### Directive
Print out each entry below exactly, please.

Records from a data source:
**********

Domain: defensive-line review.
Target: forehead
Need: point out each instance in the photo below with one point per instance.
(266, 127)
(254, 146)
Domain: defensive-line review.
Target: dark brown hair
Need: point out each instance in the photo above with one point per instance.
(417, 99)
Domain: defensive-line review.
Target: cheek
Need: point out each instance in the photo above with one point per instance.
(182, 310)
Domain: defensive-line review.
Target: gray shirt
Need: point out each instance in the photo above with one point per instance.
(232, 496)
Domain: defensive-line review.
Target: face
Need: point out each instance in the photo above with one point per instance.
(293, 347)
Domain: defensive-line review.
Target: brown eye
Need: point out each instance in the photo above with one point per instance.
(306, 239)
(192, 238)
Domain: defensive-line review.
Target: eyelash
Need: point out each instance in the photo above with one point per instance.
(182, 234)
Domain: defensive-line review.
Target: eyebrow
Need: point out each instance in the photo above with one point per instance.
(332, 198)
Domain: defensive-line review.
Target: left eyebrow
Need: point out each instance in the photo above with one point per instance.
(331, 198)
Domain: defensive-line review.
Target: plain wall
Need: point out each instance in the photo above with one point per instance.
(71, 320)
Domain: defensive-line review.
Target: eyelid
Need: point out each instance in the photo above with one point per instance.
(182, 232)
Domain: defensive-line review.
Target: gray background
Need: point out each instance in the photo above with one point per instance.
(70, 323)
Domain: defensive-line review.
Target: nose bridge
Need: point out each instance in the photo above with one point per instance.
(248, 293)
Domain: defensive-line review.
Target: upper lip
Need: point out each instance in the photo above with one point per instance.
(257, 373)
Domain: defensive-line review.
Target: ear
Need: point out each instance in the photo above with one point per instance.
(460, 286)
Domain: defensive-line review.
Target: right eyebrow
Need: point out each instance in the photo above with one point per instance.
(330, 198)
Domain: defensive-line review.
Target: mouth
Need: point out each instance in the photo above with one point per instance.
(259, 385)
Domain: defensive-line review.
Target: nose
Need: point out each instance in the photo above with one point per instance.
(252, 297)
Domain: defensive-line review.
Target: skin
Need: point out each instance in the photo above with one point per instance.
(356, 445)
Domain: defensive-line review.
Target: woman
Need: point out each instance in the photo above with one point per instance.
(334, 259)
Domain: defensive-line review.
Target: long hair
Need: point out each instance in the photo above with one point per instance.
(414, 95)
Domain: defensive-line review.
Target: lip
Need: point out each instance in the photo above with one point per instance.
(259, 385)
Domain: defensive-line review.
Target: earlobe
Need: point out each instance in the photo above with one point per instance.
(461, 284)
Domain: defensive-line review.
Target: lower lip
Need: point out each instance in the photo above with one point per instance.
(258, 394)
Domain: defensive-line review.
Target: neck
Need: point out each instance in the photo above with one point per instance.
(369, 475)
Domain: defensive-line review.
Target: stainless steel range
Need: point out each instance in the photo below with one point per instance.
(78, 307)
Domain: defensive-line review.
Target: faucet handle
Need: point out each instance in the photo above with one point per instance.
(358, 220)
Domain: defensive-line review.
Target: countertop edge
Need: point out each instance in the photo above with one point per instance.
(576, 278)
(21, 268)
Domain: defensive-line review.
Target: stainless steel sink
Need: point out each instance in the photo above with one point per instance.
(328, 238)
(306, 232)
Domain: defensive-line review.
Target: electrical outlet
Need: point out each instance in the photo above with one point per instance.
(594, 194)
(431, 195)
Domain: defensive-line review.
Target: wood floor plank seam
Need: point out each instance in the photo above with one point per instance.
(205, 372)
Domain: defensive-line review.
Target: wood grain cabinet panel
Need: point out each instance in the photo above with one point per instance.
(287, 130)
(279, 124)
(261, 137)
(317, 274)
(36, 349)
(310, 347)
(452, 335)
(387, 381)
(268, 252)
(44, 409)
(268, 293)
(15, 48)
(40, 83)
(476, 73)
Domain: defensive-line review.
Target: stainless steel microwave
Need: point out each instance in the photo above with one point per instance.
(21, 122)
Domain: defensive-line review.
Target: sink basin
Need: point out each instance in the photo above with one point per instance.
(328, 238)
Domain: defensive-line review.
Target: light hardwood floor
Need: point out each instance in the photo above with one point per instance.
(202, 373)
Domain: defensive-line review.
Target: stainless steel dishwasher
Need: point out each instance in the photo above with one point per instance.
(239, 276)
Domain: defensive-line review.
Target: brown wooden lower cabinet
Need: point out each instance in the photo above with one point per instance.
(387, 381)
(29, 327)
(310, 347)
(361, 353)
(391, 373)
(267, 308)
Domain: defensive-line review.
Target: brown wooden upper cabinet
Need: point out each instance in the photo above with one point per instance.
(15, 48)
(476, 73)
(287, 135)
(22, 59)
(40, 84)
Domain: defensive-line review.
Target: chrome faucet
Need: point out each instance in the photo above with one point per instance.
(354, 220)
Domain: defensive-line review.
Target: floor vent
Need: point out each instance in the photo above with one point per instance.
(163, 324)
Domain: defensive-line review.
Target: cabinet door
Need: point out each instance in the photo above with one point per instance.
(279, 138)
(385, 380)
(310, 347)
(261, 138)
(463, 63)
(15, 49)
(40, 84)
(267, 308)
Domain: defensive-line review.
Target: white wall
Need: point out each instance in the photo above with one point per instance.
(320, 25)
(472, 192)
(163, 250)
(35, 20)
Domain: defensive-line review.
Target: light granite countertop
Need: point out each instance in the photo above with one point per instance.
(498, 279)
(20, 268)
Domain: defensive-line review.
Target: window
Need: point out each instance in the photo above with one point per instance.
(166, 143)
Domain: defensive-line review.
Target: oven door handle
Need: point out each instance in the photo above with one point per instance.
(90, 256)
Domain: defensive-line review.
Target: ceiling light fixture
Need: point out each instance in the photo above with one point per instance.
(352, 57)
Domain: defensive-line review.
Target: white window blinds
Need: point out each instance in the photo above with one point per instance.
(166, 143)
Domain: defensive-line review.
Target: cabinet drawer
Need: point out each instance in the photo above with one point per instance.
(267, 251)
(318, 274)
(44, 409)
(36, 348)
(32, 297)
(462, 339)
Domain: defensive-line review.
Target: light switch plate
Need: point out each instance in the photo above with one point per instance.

**********

### Exercise solution
Domain: defensive-line review.
Target: forehead
Need: point out each instance in the photo below with one point per instance.
(266, 127)
(254, 146)
Domain: defensive-line review.
Target: dark brown hair
Need: point out each instance in the photo above with one point per instance.
(417, 99)
Domain: defensive-line review.
Target: cheek
Need: point out each instance in the photo above with one point per instance.
(182, 310)
Domain: defensive-line review.
Target: gray shirt
Need: point out each instance in the photo above with one point per instance.
(232, 496)
Domain: defensive-line review.
Target: face
Need: point out each instance in the photo above with one point per instance.
(293, 347)
Domain: defensive-line review.
Target: brown eye
Need: point out each instance in the photo above with one point per instance.
(306, 239)
(192, 238)
Domain: defensive-line review.
Target: eyelash
Need: point out each instance in the photo above with one point per instance.
(182, 234)
Domain: defensive-line review.
Target: eyebrow
Need: point out each instance in the photo above with one point per instance.
(332, 198)
Domain: defensive-line review.
Target: left eyebrow
Need: point out each instance in the photo above with one point per instance.
(331, 198)
Domain: defensive-line review.
Target: plain wall
Need: point out each instance in the photo above with one point per instance.
(71, 320)
Domain: defensive-line review.
Target: eyelid
Need: point out each instance in the photo above with one point per instance.
(182, 232)
Domain: defensive-line review.
Target: gray background
Need: point out each instance in the photo above with one point per instance.
(70, 323)
Domain: defensive-line review.
Target: nose bridge
Need: point out each instance in the photo above with one point per instance.
(248, 293)
Domain: defensive-line review.
Target: upper lip
Need: point out each instance in the photo above with one point per instance.
(257, 373)
Domain: defensive-line review.
Target: ear
Need: point out each instance in the photo above with one point per instance.
(460, 286)
Domain: defensive-line review.
Target: right eyebrow
Need: point out each instance in the photo above with one point per instance.
(330, 198)
Domain: defensive-line review.
Target: mouth
Need: point out each instance in the photo above with one point per instance.
(259, 385)
Domain: defensive-line review.
Target: nose
Need: point out each instance in the photo above with one point per instance.
(252, 297)
Domain: defensive-line review.
Target: skin
Need: point out each instance in the photo above with one point per instance.
(356, 445)
Domain: defensive-line review.
Target: woman
Need: point out each instance in the photo above with one point per instance.
(334, 259)
Domain: defensive-line review.
Target: long hair
Need: point out each instance in the photo above with one point per instance.
(414, 95)
Domain: defensive-line review.
Target: lip
Need: point out each instance in the photo above with one point per instance.
(259, 385)
Domain: defensive-line review.
Target: earlobe
Need: point out each instance in the photo above with one point per instance.
(461, 284)
Domain: defensive-line review.
Target: lower lip
Need: point out each instance in the photo above with one point per instance.
(258, 394)
Domain: defensive-line review.
Target: neck
Need: point out each instance in the photo above with one point per instance.
(369, 475)
Domain: defensive-line review.
Target: stainless steel range
Need: point out each instance in the photo below with one point per instance.
(78, 307)
Domain: defensive-line review.
Target: faucet handle
Need: point out each instance in the photo above with one point per instance.
(358, 220)
Domain: defensive-line review.
Target: countertop edge
Need: point out each instance in the photo above with one point per instance.
(576, 278)
(21, 268)
Domain: defensive-line review.
Target: stainless steel sink
Need: point out each instance in the photo above with one point per instance.
(328, 238)
(306, 232)
Domain: defensive-line review.
Target: electrical outlet
Need: point out each instance in the photo above with one point per instance.
(594, 194)
(431, 195)
Domain: defensive-line review.
Target: wood floor plank seam
Need: point out each instance in the photo above with one point per instance.
(205, 372)
Domain: defensive-line review.
Target: wood grain cabinet panel
Need: point out each instance in the photo above with one point per instance.
(287, 130)
(279, 124)
(261, 137)
(317, 274)
(36, 349)
(310, 347)
(452, 335)
(387, 381)
(268, 252)
(44, 409)
(268, 293)
(15, 48)
(40, 83)
(476, 73)
Domain: defensive-line review.
Target: stainless steel microwave
Need: point out each instance in the photo above with one point per instance.
(21, 122)
Domain: defensive-line review.
Target: sink basin
Need: point out each instance in the photo above with one point per instance.
(328, 238)
Domain: defensive-line review.
Target: light hardwood floor
Need: point out each instance in the photo above with one point per instance.
(202, 373)
Domain: defensive-line review.
Target: stainless steel dishwasher
Need: point out each instance in the photo above with one point per instance.
(239, 276)
Domain: defensive-line review.
Target: brown wooden lower cabinet
Need: point out each instance in the photo above with one point per instance.
(387, 381)
(29, 327)
(310, 347)
(361, 353)
(391, 373)
(267, 308)
Domain: defensive-line review.
Target: brown wooden upper cabinet
Need: point out each instance in the photo above with one point per instance.
(15, 48)
(476, 73)
(287, 135)
(22, 59)
(40, 84)
Domain: defensive-line review.
Target: chrome faucet
Need: point out each instance in the photo above with one point per instance.
(354, 220)
Domain: defensive-line review.
Target: floor vent
Need: point out each instance in the photo above with one point per instance.
(163, 324)
Domain: defensive-line review.
Target: cabinet door
Need: point out each instance in the photo above with one point per instance.
(279, 138)
(385, 380)
(310, 347)
(261, 138)
(463, 63)
(15, 49)
(40, 84)
(267, 308)
Domain: defensive-line review.
Target: white wall
Need: point out each instance in the photo above with one point per instance.
(320, 25)
(472, 192)
(163, 250)
(35, 20)
Domain: defensive-line review.
Target: light granite countertop
Need: point out each instance in the photo above with one point per instance.
(498, 279)
(20, 268)
Domain: defensive-line review.
Target: window
Need: point out each instance in the photo above with one point per instance.
(166, 143)
Domain: defensive-line review.
Target: oven door handle
Need: point out each instance in the photo above with one point per instance.
(90, 256)
Domain: defensive-line review.
Target: ceiling light fixture
Need: point out each instance in the photo above with one point per instance.
(352, 57)
Domain: defensive-line review.
Target: white window blinds
Need: point out each instance in the photo above with one point per instance.
(166, 143)
Domain: defensive-line review.
Target: cabinet drawer
Need: point out each instance in the photo above with one point per instance.
(267, 251)
(318, 274)
(44, 409)
(36, 348)
(32, 297)
(462, 339)
Domain: defensive-line review.
Target: light switch plate
Need: point out each instance in the photo above with one point per instance.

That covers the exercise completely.